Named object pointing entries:
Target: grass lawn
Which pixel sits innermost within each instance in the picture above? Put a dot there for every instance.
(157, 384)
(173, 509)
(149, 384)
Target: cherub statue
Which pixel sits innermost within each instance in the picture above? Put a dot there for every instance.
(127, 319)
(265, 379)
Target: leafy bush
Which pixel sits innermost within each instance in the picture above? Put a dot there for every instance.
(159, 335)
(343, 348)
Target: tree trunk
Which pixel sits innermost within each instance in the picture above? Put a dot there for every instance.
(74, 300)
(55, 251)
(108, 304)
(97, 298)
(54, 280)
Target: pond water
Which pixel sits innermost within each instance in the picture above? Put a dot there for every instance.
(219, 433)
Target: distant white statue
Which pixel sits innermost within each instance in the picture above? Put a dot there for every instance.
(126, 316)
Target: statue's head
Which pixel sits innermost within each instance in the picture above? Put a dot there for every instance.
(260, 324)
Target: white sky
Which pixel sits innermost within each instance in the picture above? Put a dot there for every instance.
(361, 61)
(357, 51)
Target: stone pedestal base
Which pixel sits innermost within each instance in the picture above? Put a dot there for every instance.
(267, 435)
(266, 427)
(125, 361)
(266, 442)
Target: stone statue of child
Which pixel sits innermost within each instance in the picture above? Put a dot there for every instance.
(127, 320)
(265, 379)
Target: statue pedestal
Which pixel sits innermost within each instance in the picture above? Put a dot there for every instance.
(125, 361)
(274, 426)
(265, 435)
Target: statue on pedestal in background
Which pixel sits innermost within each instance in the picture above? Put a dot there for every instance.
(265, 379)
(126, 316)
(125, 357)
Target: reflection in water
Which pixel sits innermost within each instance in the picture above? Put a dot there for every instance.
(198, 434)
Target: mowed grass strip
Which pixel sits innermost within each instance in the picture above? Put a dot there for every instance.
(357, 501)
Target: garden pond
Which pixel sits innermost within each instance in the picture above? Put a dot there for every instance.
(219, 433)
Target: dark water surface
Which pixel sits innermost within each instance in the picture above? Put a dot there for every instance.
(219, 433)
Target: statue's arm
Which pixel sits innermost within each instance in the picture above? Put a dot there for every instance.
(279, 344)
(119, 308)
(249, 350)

### REQUEST
Switch "innermost" to "most central" everywhere it occurs in the material above, and write out all of the lines again with nothing else changed.

### RESULT FOR THIS EXERCISE
Target: grass lawn
Which pixel sits most central within each instance in the picture above? Put a dot there for every instance.
(157, 384)
(173, 509)
(149, 384)
Target: cherub statue
Which pixel sits most central within each instance in the picture above? Put a dot there for every instance.
(127, 319)
(265, 379)
Target: leafy bush
Which pixel sits most central within each instance in the picture above? Put a dot there for every instance.
(159, 335)
(343, 348)
Target: tree trunk
Which pixel sits most central within each instance in the picture above? Put a dot there for every instance.
(74, 300)
(55, 251)
(108, 304)
(97, 298)
(54, 280)
Target: pond water
Which pixel sits most central within each instance in the picture above? Put a dot there for every instance.
(219, 433)
Target: distant white statue
Which pixel sits most central within each instance in the picture above? Put a dot there for every instance.
(126, 316)
Target: statue's head
Which pixel sits most central within each instance in the picture above? Put a dot there for every instance.
(260, 324)
Target: white sky
Which pixel sits most central within each instance in the picture above? Put a dot there for every instance.
(361, 61)
(357, 51)
Target: stone pedestal base
Which pixel sits most central within each instance in the picture above? Put a dot there for every instance.
(267, 435)
(266, 427)
(125, 361)
(266, 442)
Target: stone statue of child
Which pixel sits most central within each instance in the picture above? Put a dot there for every instance.
(127, 320)
(265, 379)
Target: statue pedestal
Which pixel sits most central within each instance in the picture above? Put a dot there for every instance.
(125, 361)
(274, 426)
(265, 435)
Target: statue on pedestal in background
Which pixel sits most central within each instance in the picture above? Put a dot there for every instance.
(265, 379)
(126, 316)
(125, 357)
Target: reflection in water
Which pixel sits most central within each instance in the picture above? Put a dot there for every instance.
(198, 434)
Target: mowed grass strip
Which pixel sits most central within each instance in the picture above? Put a dot there for every instance.
(357, 501)
Target: garden pond
Which pixel sits most central within each instance in the picture above? Put a dot there for every instance.
(219, 433)
Target: dark water surface
Which pixel sits most central within each instance in the picture above? Put a dot there for every instance.
(219, 433)
Target: statue's arm
Which pixel sits most central within each instance in the picture above? Put a dot there for every instance.
(279, 344)
(119, 308)
(249, 350)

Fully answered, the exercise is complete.